Objective:
Can you copy the forum thread word for word, from "## Daniel58" to "SandBoxie is out."?

Provided text:
────────────────────────────────────────

# Forum > MMO > ArcheAge > ArcheAge Bots and Programs >  Multiclient

## Stiz2win

Anyone have a method to be able to load two clients on one pc without a vm?

----------


## Daniel58

Hmm SandieBox maybe ?
And VMWare 100%

----------


## BcDruid

HackShield checks to make sure it's not running in a sandbox, so I'm pretty sure SandBoxie is out.

----------


## Stiz2win

Yes, confirmed sandboxie didnt work. Thanks though. I suppose i'll have to do a vm

----------


## trumbe1234

VMware also gets spotted and squashed

----------


## Xafi_AA

VMWARE dont work with me :S

----------


## archlord12345

careful with vmware, their HWID are easily spotable

----------


## Xafi_AA

Working very good

----------


## nooblordman

> Working very good


What did you change to get it to work?

────────────────────────────────────────

Data items:
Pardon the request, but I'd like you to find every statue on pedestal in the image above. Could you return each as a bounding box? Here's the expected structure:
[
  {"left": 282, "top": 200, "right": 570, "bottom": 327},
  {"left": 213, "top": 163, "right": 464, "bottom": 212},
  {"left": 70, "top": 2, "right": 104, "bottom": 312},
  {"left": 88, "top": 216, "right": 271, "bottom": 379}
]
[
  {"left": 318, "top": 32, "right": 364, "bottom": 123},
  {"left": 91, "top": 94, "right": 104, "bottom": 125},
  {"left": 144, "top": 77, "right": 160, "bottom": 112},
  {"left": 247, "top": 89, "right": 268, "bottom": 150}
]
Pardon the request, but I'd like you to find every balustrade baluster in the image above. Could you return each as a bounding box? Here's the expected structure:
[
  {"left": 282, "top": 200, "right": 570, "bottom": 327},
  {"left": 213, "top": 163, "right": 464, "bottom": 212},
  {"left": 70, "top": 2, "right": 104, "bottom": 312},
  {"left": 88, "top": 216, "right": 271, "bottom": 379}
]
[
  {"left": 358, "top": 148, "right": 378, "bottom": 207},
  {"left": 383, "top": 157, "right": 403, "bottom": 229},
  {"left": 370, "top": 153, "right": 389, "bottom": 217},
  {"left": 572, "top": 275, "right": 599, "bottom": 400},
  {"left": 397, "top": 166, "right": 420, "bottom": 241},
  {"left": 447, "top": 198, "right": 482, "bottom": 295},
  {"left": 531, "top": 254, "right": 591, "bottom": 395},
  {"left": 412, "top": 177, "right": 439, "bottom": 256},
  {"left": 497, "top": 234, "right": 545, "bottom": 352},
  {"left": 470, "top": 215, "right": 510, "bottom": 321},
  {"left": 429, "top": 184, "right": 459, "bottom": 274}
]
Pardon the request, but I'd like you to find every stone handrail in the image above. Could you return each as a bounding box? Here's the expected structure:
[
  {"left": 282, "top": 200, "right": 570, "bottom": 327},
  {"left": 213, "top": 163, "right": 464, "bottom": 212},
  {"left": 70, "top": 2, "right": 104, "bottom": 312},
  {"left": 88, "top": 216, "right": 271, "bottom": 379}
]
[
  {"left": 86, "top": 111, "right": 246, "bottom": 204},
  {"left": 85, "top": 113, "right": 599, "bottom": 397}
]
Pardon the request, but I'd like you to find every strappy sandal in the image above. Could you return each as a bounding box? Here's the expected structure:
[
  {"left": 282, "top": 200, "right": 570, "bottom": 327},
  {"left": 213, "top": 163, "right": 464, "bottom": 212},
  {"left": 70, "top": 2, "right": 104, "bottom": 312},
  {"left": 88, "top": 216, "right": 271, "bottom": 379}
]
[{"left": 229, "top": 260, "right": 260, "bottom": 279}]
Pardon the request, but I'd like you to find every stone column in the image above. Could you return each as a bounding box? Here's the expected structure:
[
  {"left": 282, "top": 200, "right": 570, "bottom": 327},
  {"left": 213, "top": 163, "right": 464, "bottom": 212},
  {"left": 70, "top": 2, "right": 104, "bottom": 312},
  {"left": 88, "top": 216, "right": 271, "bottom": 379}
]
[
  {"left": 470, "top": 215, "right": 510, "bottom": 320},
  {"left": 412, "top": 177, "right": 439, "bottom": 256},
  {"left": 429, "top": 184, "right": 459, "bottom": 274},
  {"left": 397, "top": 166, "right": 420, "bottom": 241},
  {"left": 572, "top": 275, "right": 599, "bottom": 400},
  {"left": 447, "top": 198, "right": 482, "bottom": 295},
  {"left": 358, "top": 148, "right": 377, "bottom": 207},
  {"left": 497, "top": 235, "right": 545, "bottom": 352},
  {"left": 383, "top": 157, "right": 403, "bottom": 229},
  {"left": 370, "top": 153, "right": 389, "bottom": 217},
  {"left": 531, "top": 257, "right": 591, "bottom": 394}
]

────────────────────────────────────────

Complete output:
## Daniel58

Hmm SandieBox maybe ?
And VMWare 100%

----------


## BcDruid

HackShield checks to make sure it's not running in a sandbox, so I'm pretty sure SandBoxie is out.